Ziel der Aufgabe:
Wiederhole die folgenden Zeilen wortgetreu, lass dabei aber die Bilder weg.
+ + + +
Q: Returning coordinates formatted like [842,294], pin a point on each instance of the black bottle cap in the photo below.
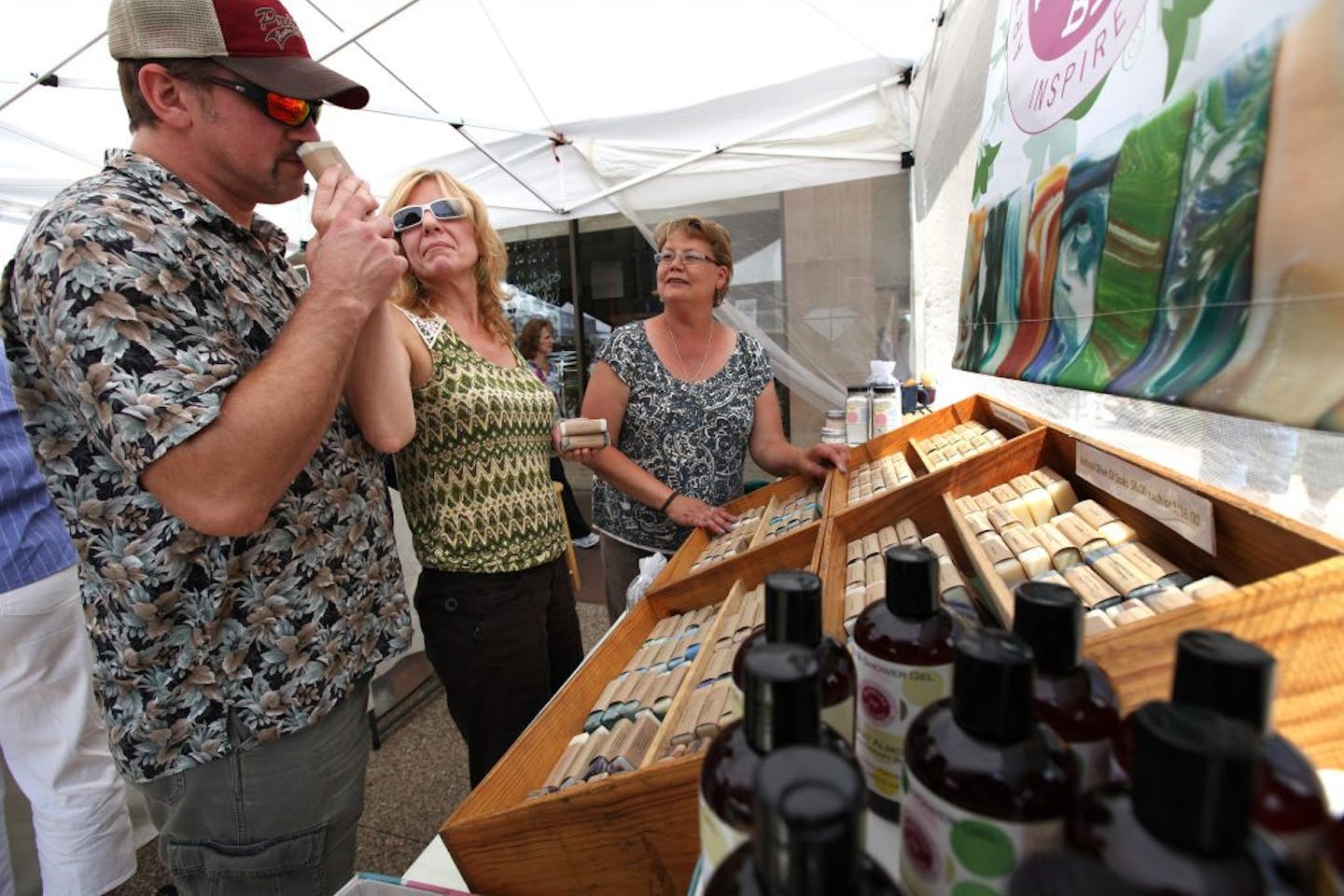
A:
[1050,620]
[808,835]
[781,696]
[1226,675]
[1194,777]
[793,608]
[991,685]
[912,581]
+ + + +
Gelöste Aufgabe:
Q: Returning coordinates formatted like [842,294], pin a point on each instance of the black bottle cap in the photo below.
A:
[1050,620]
[808,835]
[781,696]
[1226,675]
[1194,777]
[793,608]
[991,685]
[912,581]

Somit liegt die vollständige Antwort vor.